Un antiépiléptique responsable de malformations et de troubles neurodéveloppementaux chez des milliers d’enfants
Produit par le géant pharmaceutique Sanofi, ce médicament antiépileptique n’est interdit aux femmes enceintes ou en âge de procréer que depuis 2016. Pourtant, les premières alertes ont été lancées dès les années 80 pour les risques de malformations congénitales et dès le début des années 90 pour ceux concernant les troubles neurodéveloppementaux. Sur la période s’étalant de 1967 à 2016, la Dépakine est responsable de malformations congénitales majeures chez 2.150 à 4.100 enfants et de troubles du neurodéveloppement chez 16.600 à 30.400 enfants, selon une étude de l’Agence du médicament (ANSM) et de l’Assurance Maladie (CNAM) publiée en juin 2018.

Matériel fourni >>

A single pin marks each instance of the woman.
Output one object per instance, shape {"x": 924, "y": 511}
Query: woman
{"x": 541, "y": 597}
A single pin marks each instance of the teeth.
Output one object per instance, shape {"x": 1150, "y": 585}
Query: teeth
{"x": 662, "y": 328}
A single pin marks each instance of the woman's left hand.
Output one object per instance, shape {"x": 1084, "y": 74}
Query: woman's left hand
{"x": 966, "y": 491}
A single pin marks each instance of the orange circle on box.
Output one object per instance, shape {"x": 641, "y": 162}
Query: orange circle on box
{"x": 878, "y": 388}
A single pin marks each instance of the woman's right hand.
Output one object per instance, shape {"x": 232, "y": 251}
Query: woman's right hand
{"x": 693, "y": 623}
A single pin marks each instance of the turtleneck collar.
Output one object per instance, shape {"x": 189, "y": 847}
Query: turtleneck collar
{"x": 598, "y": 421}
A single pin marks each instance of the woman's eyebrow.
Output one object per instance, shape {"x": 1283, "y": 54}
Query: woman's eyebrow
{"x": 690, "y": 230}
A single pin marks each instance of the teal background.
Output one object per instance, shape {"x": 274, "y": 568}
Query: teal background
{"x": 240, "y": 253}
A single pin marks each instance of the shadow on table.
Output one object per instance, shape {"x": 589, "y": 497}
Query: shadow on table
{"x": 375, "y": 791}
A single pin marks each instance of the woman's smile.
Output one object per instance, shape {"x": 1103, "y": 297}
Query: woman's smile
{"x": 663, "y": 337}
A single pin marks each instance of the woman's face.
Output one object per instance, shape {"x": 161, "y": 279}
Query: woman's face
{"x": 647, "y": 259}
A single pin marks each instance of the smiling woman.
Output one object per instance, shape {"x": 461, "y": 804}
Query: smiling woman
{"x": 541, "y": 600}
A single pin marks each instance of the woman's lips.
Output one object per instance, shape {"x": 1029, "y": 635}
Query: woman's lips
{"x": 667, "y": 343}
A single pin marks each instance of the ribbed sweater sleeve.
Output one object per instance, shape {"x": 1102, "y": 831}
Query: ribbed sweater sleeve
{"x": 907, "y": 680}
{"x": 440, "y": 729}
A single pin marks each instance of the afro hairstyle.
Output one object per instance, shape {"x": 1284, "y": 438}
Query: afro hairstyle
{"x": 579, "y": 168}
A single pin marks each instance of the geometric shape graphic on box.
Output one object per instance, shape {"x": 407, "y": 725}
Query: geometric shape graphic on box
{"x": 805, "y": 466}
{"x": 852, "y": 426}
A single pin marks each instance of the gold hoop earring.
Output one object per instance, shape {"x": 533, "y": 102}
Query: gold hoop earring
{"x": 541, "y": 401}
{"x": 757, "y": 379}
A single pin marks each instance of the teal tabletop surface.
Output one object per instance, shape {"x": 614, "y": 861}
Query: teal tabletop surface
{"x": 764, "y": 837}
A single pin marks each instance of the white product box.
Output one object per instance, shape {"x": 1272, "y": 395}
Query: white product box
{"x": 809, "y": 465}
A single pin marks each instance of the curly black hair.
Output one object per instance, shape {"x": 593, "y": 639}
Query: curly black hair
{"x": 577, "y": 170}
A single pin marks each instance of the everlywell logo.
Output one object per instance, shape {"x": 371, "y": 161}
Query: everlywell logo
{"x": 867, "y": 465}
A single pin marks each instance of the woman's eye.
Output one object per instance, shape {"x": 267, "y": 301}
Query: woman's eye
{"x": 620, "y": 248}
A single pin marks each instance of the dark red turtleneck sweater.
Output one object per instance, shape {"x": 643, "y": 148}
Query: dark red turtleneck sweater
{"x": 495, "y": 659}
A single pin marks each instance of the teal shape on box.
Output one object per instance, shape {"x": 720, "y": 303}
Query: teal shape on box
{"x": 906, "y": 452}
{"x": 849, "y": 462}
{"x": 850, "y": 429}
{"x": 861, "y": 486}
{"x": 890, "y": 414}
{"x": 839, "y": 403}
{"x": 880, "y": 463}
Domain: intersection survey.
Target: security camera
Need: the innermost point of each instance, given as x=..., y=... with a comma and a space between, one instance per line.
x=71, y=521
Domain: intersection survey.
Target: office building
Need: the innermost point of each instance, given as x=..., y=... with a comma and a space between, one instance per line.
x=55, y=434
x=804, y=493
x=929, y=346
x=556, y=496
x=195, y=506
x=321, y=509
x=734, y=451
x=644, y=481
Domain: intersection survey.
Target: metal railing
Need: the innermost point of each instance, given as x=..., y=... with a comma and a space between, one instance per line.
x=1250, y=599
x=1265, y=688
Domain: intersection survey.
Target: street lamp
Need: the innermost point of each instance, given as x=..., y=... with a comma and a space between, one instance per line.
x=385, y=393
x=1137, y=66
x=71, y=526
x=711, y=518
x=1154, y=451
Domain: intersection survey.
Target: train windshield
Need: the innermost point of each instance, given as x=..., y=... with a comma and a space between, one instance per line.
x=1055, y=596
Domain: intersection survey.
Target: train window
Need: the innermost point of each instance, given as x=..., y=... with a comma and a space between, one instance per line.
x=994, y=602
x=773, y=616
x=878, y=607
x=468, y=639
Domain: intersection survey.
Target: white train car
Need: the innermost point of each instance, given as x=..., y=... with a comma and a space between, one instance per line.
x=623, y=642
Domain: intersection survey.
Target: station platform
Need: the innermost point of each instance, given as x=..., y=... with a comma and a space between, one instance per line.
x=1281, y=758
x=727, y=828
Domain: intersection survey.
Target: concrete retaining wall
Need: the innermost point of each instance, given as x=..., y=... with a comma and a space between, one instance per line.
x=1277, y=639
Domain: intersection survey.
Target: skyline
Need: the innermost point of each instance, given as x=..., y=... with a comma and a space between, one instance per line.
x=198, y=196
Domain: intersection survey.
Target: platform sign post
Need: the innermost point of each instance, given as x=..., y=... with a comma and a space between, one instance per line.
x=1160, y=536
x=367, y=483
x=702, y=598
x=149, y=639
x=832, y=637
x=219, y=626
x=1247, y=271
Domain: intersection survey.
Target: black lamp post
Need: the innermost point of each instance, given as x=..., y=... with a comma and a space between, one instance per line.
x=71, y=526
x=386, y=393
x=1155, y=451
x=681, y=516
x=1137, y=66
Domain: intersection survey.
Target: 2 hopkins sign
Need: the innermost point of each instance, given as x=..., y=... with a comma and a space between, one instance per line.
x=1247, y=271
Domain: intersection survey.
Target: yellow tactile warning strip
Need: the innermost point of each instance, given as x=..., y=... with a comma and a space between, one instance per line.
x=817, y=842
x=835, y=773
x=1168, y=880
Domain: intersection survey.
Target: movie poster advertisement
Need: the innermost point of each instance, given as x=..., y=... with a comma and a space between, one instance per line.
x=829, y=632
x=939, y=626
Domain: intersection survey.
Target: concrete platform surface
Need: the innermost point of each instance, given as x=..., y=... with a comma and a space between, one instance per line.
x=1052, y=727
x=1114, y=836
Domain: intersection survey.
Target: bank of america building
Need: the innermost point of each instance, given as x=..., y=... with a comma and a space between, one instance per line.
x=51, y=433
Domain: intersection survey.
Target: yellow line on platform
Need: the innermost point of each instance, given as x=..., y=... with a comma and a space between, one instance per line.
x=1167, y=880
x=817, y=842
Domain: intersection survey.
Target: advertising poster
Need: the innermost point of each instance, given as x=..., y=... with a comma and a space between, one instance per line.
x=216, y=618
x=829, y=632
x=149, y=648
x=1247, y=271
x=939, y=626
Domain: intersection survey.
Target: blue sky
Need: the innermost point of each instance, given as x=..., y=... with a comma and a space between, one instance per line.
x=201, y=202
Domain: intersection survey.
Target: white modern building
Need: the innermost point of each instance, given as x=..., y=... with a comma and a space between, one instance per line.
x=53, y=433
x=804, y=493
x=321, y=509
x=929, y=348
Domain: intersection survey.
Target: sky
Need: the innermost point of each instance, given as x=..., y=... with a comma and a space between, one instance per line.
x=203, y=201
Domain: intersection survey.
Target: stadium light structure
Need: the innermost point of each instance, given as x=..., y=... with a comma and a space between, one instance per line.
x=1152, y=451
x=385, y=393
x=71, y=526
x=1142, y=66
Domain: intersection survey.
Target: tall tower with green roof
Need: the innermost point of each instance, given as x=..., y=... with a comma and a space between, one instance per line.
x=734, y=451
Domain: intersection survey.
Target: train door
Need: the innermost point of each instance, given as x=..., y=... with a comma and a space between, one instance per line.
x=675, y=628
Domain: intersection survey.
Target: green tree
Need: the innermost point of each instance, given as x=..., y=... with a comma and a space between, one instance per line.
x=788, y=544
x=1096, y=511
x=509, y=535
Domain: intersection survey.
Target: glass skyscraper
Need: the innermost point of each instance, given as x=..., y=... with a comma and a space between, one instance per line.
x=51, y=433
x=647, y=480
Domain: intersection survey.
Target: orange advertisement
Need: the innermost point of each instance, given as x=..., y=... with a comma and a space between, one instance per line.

Consigne >> Poursuivez le texte consacré à la Dépakine en reprenant après sa dernière phrase.

Réponse à l'exercice >>
Valproate de sodium : des rejets toxiques dans l’atmosphère par l’usine de Mourenx
Située à Mourenx dans les Pyrénées-Atlantiques, l’usine de Sanofi qui fabrique de la Dépakine a déjà été pointée du doigt en 2018 pour ses rejets toxiques hors normes de valproate de sodium et de bromopropane (un composé organique classé cancérogène, mutagène et reprotoxique possible). “Le flux annuel est estimé à 13,4 tonnes / an selon le scénario « réaliste » et à 20,2 tonnes / an selon le scénario « enveloppe »” concernant le valproate de sodium, détaille le rapport d’évaluation de l’INERIS (Institut national de l’environnement industriel et des risques). Le scénario “réaliste” correspond au flux moyen mesuré, tandis que le scénario “enveloppe” représente le flux maximum mesuré sur cette période.
Face à ce constat, l’usine a été mise en demeure par les autorités de mettre un terme à ces émissions… Mais le mal a déjà été fait pour de nombreux riverains, comme cette maman de deux enfants nés en 2014 et en 2016 et diagnostiqués autistes. Interrogée par Le Monde, elle explique avoir réalisé un test de Dépakinémie en 2018 qui s’est révélé positif alors même que la production de l’usine était à l’arrêt.
Malformations, TSA : “cela pourrait représenter des milliers d’enfants”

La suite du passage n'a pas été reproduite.